TASK DIRECTIONS:
Transcribe the data that follows precisely, omitting nothing.

EXTRACTED RECORDS:

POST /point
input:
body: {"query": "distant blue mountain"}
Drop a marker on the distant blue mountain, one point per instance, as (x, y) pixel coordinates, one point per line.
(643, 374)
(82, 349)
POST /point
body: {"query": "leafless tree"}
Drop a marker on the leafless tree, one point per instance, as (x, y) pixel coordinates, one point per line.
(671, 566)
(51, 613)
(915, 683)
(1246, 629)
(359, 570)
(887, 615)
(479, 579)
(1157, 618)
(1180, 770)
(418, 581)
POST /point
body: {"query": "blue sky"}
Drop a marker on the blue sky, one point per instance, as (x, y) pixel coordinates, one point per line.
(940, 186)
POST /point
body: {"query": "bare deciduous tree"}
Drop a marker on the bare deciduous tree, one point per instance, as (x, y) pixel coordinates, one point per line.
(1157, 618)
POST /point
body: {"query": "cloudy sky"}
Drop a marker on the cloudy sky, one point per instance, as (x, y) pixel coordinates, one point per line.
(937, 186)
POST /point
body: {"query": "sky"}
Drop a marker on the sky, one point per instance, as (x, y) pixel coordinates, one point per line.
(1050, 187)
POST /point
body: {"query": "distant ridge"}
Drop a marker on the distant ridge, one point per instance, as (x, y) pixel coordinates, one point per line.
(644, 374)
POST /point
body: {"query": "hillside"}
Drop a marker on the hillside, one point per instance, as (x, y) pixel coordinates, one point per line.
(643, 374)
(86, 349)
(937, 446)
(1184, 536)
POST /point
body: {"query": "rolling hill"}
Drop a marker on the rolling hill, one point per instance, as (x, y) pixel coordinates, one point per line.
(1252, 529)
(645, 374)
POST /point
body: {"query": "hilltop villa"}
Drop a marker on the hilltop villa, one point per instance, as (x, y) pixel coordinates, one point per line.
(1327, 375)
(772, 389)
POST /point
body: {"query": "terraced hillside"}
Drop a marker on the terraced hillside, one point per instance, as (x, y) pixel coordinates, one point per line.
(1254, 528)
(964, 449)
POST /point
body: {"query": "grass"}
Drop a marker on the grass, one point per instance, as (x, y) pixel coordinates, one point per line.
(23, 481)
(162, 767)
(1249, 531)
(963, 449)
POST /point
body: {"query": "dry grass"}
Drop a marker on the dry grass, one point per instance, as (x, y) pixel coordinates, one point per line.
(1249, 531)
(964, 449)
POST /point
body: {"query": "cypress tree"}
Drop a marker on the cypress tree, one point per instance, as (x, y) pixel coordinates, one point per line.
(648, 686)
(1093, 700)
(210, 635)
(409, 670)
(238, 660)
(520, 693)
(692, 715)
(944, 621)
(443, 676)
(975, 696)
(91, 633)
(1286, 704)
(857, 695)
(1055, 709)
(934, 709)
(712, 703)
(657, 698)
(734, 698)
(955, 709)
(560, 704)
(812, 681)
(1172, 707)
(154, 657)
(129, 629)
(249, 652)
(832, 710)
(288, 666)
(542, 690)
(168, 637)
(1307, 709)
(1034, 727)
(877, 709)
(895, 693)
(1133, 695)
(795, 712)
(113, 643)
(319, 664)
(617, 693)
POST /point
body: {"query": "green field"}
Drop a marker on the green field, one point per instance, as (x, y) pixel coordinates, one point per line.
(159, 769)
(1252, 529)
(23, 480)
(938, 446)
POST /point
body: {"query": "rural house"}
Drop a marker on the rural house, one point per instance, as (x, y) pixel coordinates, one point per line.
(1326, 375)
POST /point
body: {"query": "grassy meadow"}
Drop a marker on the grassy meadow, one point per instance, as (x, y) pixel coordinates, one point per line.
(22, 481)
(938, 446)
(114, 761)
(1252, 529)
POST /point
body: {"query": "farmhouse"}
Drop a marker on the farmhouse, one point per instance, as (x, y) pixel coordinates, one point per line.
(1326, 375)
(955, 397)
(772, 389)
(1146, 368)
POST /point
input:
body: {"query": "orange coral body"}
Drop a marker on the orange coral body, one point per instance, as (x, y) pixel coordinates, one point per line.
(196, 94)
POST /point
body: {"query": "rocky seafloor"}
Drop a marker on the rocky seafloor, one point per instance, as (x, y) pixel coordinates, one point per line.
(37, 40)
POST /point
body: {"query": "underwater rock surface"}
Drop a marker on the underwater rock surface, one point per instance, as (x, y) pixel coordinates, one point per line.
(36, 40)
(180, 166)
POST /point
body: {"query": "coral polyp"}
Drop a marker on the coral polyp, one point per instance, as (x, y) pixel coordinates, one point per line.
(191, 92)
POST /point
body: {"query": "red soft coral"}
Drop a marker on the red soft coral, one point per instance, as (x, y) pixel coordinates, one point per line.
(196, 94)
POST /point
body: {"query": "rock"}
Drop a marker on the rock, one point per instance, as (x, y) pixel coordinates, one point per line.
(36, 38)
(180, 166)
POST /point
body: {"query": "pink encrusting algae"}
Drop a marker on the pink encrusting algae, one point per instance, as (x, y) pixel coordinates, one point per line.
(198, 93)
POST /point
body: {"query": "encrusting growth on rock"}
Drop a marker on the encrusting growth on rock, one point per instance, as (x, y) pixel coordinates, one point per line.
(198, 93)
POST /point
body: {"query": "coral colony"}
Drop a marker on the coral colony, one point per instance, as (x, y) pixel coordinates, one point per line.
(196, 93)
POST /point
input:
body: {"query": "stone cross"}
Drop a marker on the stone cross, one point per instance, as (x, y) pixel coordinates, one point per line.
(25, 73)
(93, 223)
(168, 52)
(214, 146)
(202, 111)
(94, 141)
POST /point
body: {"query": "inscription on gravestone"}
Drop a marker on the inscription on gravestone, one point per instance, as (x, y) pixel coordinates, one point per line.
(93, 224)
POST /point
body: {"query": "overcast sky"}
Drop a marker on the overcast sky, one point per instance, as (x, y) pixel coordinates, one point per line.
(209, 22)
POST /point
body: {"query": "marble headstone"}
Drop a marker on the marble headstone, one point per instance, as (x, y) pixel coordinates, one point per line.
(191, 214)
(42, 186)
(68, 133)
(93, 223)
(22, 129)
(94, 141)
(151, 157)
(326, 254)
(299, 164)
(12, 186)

FINAL ANSWER:
POST /point
input:
body: {"query": "distant blue mountain"}
Drop a marker on the distant blue mountain, one point per instance, as (x, y) pixel coordinates, one point per line.
(643, 374)
(82, 349)
POST /point
body: {"query": "leafless tree"}
Drop a marker on the leafless tree, one point per instance, as (x, y) pixel coordinates, one point per line.
(671, 566)
(51, 613)
(915, 683)
(1246, 629)
(359, 570)
(887, 615)
(479, 579)
(1157, 618)
(1180, 770)
(418, 581)
POST /point
body: {"query": "blue sky"}
Drop a marker on the blue sky, one point per instance, as (x, y) pixel coordinates, one point per line.
(940, 186)
POST /point
body: {"query": "bare deciduous tree"}
Drop a marker on the bare deciduous tree, one point per instance, as (x, y) pixel coordinates, one point per line.
(1157, 618)
POST /point
body: {"query": "cloudy sky"}
Drop a marker on the cloudy sky, one point per instance, as (x, y) pixel coordinates, one point per line.
(937, 186)
POST /point
body: {"query": "sky"}
Drop a marker on the sky, one point per instance, as (x, y) pixel coordinates, one point per line.
(1050, 187)
POST /point
body: {"query": "distant ridge"}
Drop a marker on the distant ridge, one point per instance, as (x, y) pixel coordinates, one point per line.
(644, 374)
POST /point
body: {"query": "hillside"}
Drop a marker on the hillside, one point per instance, as (x, y) pixel coordinates, one point per line.
(643, 374)
(86, 349)
(937, 446)
(1184, 536)
POST /point
body: {"query": "rolling hill"}
Drop a marker on the rolling hill, one point per instance, as (x, y) pixel coordinates, one point per line.
(1252, 529)
(645, 374)
POST /point
body: {"query": "hilltop villa"}
Drop a marker on the hilltop villa, one point per instance, as (x, y) pixel coordinates, one point per line.
(1327, 375)
(772, 389)
POST /point
body: {"query": "terraced hillside"}
Drop a marker on the terraced hillside, one point per instance, as (x, y) pixel coordinates, one point per line.
(1254, 528)
(964, 449)
POST /point
body: {"query": "grass"}
Drop a marker on the grass, one point per instance, as (x, y) pixel coordinates, one point per line.
(23, 481)
(162, 767)
(1249, 531)
(963, 449)
POST /point
body: {"query": "dry grass"}
Drop a marker on the dry grass, one point per instance, as (x, y) pixel coordinates, one point per line.
(1249, 531)
(964, 449)
POST /point
body: {"query": "cypress tree"}
Drop a marker on the cypress tree, one point per instance, as (x, y) pixel coordinates, one point per line.
(648, 686)
(1093, 700)
(210, 635)
(409, 670)
(238, 660)
(520, 693)
(692, 715)
(944, 621)
(443, 676)
(975, 696)
(91, 633)
(1286, 704)
(857, 695)
(1055, 709)
(934, 709)
(712, 703)
(657, 698)
(734, 698)
(955, 709)
(560, 704)
(812, 681)
(1172, 707)
(154, 657)
(129, 629)
(249, 652)
(832, 710)
(288, 666)
(542, 690)
(168, 637)
(1307, 709)
(1034, 727)
(877, 709)
(895, 693)
(1133, 695)
(795, 712)
(113, 643)
(319, 664)
(617, 693)
POST /point
body: {"query": "green field"}
Drop a marker on the green field, one point per instance, as (x, y) pixel coordinates, one point per line.
(159, 769)
(1252, 529)
(23, 480)
(938, 446)
POST /point
body: {"query": "rural house"}
Drop a marker on the rural house, one point per instance, as (x, y) pixel coordinates, one point per line.
(1326, 375)
POST /point
body: {"query": "grassy meadow"}
Drop a marker on the grassy meadow, one point per instance, as (x, y) pixel coordinates, one point per line.
(22, 481)
(938, 446)
(114, 761)
(1252, 529)
POST /point
body: {"query": "farmhouse"}
Drop a marker on the farmhouse, one point per instance, as (x, y) pixel coordinates, one point per line.
(1326, 375)
(955, 397)
(772, 389)
(1146, 368)
POST /point
input:
body: {"query": "orange coral body"}
Drop a marker on the orange coral body, one point per instance, as (x, y) pixel coordinates, one point per line.
(196, 94)
POST /point
body: {"query": "rocky seafloor"}
Drop a marker on the rocky seafloor, one point per instance, as (x, y) pixel coordinates, one point per line.
(37, 40)
POST /point
body: {"query": "underwater rock surface"}
Drop a marker on the underwater rock surface, one point per instance, as (x, y) pixel coordinates, one point per line.
(36, 40)
(180, 166)
POST /point
body: {"query": "coral polyp"}
Drop a marker on the coral polyp, one point per instance, as (x, y) pixel coordinates, one point per line.
(191, 92)
POST /point
body: {"query": "red soft coral"}
Drop a marker on the red soft coral, one point per instance, as (x, y) pixel coordinates, one point per line.
(196, 94)
POST /point
body: {"query": "rock"}
Drop a marker on the rock, one point per instance, as (x, y) pixel coordinates, one point per line.
(36, 38)
(180, 166)
POST /point
body: {"query": "pink encrusting algae"}
Drop a marker on the pink encrusting algae, one point per instance, as (x, y) pixel coordinates, one point per line.
(198, 93)
POST /point
body: {"query": "encrusting growth on rock"}
Drop a marker on the encrusting growth on rock, one point per instance, as (x, y) pixel coordinates, one point per line.
(198, 93)
POST /point
body: {"query": "coral colony"}
Drop a marker on the coral colony, one point per instance, as (x, y) pixel coordinates, one point per line.
(196, 93)
POST /point
input:
body: {"query": "stone cross"}
Drop a marker on the stone cross, one point per instance, as (x, y) pixel coordinates, one point per line.
(25, 73)
(93, 223)
(168, 52)
(214, 146)
(202, 111)
(94, 141)
POST /point
body: {"query": "inscription on gravestone"}
Drop a marker on the inscription on gravestone, one point per instance, as (x, y) pixel coordinates, one point per line.
(93, 224)
POST /point
body: {"query": "overcast sky"}
Drop a marker on the overcast sky, one point per instance, as (x, y) pixel coordinates, one point per line.
(209, 22)
POST /point
body: {"query": "marble headstone"}
Drop a marker on the marble headstone, one point per instance, as (x, y) pixel coordinates, one point per line.
(191, 214)
(42, 186)
(68, 133)
(93, 223)
(22, 129)
(94, 141)
(151, 157)
(326, 254)
(299, 164)
(12, 186)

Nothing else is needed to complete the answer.